INSTRUCTION 1: In the passage on ogives and data diagrams, what are the cumulative frequencies plotted against in a 'more than' ogive?
INSTRUCTION 2: Name every type of diagram that the passage on ogives and data diagrams describes.
INSTRUCTION 3: Write the next part of the passage on ogives and data diagrams, starting right after its last sentence.

Cumulative Frequency Curve or Ogive

The graph representing a cumulative frequency distribution is called a cumulative frequency curve or ogive. There are two types of ogives based on the type of cumulative frequencies:

  • 'Less Than' Ogive: In this type, the cumulative frequencies less than each class boundary are plotted against the upper class boundaries. It is an increasing curve sloping upwards from left to right.
  • 'More Than' Ogive: Here, the cumulative frequencies greater than each class boundary are plotted against the lower class boundaries. It is a decreasing curve sloping downwards from left to right.

Question for Descriptive Statistics-tabular, graphical and numerical methods
Try yourself:
What is the purpose of tabulating data?
View Solution

4. Diagrammatic Representation of Data

A diagram serves as a visual tool for presenting statistical data in a simple and easily understandable manner. Diagrammatic presentation is solely focused on visually representing the data, whereas graphic presentation can be utilized for further analytical purposes. Various forms of diagrams include:

  • Bar Diagram: This type of diagram is particularly useful for representing categorical data. Each bar corresponds to a category, with the variable displayed on the horizontal axis and the frequency on the vertical axis. The height of each bar represents the frequency or value of the variable.
  • Subdivided Bar Diagram: Subdivided bar diagrams are employed for studying sub-classifications within a dataset. Each bar is divided and shaded according to the sub-categories of the data. The proportion of each sub-class is reflected by the portion of the bar it occupies.
  • Multiple Bar Diagram: Multiple bar diagrams are used to compare two or more sets of related phenomena or variables. Bars representing different sets are drawn side by side without any gaps, and various colors or shades are utilized to differentiate between them.
  • Pie Diagram: Also known as an angular diagram, a pie chart consists of a circle divided into sectors corresponding to the frequencies of variables in the distribution. Each sector's size is proportional to the frequency of the variable it represents. The circle, representing 360 degrees, is divided proportionally based on percentages. After calculating the angles for each component, segments are drawn in the circle, with different colors or shades used to distinguish between them.

RECORD EXCERPTS:
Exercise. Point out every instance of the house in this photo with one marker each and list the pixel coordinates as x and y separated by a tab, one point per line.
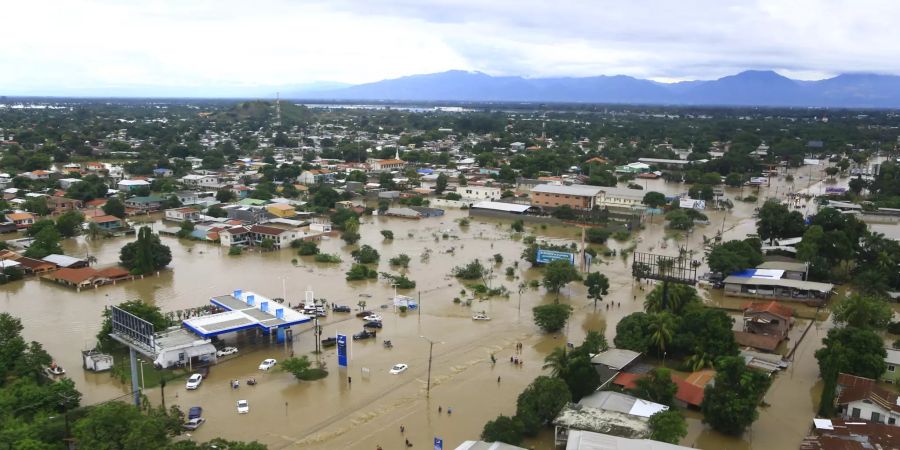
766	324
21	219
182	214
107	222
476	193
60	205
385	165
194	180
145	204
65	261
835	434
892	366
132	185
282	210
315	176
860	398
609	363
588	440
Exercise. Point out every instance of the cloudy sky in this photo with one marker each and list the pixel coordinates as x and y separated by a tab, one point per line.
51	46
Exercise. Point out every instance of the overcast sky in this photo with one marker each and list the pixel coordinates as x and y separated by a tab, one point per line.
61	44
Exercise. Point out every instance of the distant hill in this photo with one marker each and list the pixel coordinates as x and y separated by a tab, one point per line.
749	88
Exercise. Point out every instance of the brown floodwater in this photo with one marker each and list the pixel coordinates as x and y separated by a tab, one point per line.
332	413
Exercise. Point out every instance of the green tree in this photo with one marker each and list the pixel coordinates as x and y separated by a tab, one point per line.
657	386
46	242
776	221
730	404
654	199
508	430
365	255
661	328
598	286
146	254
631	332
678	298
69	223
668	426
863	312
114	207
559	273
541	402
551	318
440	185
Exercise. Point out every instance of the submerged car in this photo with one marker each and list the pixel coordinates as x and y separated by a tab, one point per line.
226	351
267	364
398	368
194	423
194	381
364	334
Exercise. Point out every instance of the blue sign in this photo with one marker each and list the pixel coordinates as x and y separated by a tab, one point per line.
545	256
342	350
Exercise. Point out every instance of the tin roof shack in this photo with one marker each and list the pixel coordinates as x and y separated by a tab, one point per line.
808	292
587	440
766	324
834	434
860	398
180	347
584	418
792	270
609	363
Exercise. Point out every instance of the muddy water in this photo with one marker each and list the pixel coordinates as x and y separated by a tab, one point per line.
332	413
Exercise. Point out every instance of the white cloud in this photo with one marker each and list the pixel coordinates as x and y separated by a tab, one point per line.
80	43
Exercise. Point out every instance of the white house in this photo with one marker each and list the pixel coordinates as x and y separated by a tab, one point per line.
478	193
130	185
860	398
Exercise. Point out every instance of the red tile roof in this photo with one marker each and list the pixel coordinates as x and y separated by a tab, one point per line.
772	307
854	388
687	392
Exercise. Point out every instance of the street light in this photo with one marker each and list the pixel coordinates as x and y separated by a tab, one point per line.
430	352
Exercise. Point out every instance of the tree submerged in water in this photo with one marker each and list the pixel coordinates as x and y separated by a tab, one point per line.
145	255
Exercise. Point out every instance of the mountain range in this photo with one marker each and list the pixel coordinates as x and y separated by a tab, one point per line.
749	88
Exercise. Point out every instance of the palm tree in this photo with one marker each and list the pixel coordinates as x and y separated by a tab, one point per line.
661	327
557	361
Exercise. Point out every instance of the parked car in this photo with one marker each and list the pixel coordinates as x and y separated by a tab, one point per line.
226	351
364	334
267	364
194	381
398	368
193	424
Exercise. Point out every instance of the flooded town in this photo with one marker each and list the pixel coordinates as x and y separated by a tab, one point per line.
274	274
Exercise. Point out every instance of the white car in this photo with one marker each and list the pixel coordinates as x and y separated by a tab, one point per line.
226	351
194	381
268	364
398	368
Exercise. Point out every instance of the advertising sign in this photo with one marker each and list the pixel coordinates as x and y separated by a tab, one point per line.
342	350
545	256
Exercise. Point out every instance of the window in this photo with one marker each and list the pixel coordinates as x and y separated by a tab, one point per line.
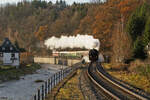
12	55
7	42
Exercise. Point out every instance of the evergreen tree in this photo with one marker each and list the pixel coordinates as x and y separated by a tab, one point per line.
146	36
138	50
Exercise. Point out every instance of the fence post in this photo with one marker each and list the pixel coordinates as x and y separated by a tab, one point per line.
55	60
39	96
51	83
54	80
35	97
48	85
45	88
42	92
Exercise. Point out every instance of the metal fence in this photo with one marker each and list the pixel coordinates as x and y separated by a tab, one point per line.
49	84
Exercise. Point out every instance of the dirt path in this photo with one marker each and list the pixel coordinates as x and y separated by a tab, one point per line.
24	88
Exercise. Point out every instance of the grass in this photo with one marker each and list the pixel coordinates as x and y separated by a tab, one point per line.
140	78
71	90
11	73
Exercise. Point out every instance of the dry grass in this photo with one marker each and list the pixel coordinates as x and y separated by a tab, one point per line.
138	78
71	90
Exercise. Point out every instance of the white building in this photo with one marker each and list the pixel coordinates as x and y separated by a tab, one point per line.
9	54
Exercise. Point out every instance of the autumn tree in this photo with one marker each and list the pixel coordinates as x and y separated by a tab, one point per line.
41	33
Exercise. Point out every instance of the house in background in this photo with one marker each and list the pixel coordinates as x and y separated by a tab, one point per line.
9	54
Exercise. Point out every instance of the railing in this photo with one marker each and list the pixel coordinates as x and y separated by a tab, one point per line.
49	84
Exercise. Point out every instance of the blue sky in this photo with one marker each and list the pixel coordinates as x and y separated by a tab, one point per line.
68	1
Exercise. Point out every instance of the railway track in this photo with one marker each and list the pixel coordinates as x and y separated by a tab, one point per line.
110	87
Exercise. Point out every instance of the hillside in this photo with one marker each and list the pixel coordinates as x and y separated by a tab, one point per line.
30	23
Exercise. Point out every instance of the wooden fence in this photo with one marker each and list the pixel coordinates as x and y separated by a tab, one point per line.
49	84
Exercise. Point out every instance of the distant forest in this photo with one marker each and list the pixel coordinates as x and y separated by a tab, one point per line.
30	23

TASK OUTPUT 1: The lower class boundaries.

TASK OUTPUT 2: Bar diagram, subdivided bar diagram, multiple bar diagram, pie diagram

TASK OUTPUT 3:
Summary of Data

In the preceding section, we discussed the tabulation and graphical representation of data. However, in research, merely tabulating data may not suffice, especially when comparing multiple series of the same type to identify trends in variables. For such comparisons, it becomes necessary to delve deeper into the characteristics of the data, which is achieved through summary statistics. The frequency distribution of collected data can differ in terms of measures of central tendency and the extent of spread around the central value. These differences constitute the components of summary statistics.

Measures of Central Tendency

Central tendency refers to the middle point of a distribution, where values tend to cluster around a central value. Measures of central tendency aim to capture this tendency accurately. A good measure of central tendency should be clearly defined, easy to comprehend, based on all observations, and resistant to fluctuations in sampling. The three most commonly used measures of central tendency are:

  • Arithmetic Mean: This is the average obtained by dividing the sum of all values by the total number of values. It is widely used and useful for further statistical analysis.
  • Median: The median is the middle value in a dataset, dividing it into two equal parts. It is not influenced by extreme values.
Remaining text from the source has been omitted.